### Input data

■ ■ ■

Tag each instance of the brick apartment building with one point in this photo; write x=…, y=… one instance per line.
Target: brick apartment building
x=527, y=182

■ ■ ■

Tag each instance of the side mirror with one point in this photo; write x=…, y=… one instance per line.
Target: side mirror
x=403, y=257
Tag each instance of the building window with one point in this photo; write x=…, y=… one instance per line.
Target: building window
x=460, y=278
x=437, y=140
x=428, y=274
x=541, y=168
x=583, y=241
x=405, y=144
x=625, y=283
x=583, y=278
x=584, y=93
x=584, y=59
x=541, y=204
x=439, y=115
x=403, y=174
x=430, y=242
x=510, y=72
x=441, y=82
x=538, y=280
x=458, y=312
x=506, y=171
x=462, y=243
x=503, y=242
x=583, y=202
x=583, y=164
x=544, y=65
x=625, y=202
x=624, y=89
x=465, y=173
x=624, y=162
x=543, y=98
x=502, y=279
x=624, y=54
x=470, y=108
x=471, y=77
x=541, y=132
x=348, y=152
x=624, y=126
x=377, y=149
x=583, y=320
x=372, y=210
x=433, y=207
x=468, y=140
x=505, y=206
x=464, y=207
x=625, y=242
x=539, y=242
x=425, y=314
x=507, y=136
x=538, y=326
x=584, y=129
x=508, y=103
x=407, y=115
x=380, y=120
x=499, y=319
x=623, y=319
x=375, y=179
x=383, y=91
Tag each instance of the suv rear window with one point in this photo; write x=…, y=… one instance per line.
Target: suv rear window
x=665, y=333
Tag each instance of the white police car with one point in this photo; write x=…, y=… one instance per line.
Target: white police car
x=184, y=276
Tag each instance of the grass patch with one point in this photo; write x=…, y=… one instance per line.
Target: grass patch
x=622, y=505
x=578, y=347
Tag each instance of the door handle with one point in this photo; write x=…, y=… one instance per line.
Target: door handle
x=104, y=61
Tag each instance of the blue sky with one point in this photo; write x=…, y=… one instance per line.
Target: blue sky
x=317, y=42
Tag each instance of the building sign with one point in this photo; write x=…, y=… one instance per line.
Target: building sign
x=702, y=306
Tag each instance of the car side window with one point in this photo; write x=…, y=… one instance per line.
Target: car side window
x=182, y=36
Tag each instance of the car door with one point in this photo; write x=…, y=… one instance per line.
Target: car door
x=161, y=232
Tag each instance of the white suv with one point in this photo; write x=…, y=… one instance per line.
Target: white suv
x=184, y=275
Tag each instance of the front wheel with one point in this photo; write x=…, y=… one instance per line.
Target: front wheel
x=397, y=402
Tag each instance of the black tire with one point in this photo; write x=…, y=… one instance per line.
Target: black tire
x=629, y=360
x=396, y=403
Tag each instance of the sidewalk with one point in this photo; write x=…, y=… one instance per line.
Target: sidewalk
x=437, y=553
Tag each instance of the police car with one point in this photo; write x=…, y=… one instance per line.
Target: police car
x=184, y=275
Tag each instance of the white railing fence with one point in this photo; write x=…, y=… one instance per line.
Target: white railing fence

■ ■ ■

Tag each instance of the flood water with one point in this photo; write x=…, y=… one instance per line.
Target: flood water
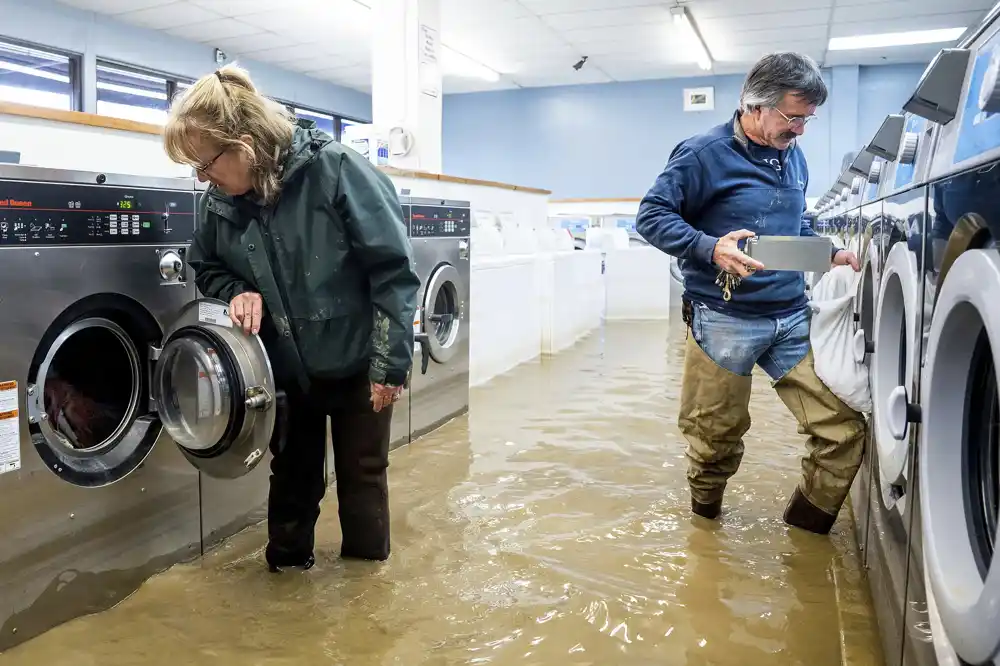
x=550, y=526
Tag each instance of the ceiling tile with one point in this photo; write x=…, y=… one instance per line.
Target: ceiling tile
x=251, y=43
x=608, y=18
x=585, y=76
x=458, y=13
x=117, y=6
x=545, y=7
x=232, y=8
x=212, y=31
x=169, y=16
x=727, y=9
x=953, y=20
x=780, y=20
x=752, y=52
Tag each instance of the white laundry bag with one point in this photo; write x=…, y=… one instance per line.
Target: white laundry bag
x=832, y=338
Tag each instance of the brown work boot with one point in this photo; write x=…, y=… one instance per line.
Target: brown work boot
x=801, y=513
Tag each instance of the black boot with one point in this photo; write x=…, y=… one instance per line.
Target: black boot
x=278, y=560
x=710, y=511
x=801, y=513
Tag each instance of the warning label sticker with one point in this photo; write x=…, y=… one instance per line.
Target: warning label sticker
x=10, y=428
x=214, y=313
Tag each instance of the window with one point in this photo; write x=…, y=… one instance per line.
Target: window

■ ■ ■

### Required work
Of the lines above, output exactly those from the line bearing "Target: blue sky" through the line bearing "Target: white railing fence", inclusive.

### Solution to this task
Target: blue sky
x=317, y=42
Tag each instance of the building sign with one point in this photo; write x=…, y=… one instance per line.
Target: building sign
x=702, y=306
Tag each instance of the car side window with one point in this photo; write x=…, y=… one instance per line.
Target: car side window
x=182, y=36
Tag each instance of the car door with one point in this photo; write x=…, y=… one instance per line.
Target: car door
x=161, y=232
Tag each instance of the white suv with one point in this photo; write x=…, y=… one instance per line.
Target: white suv
x=184, y=275
Tag each instance of the front wheel with one point in this photo; write x=…, y=… one instance per line.
Target: front wheel
x=397, y=402
Tag each instance of the black tire with one point in this photo; write x=…, y=… one instance per line.
Target: black tire
x=629, y=360
x=396, y=403
Tag each instance of the sidewalk with one point in this photo; write x=…, y=… one instance per line.
Target: sidewalk
x=437, y=553
Tag each instance of the police car with one point in this photo; write x=…, y=… one instance per line.
Target: police car
x=184, y=275
Tag each instance of the white railing fence with one point in this photo; write x=…, y=… one instance per line.
Target: white railing fence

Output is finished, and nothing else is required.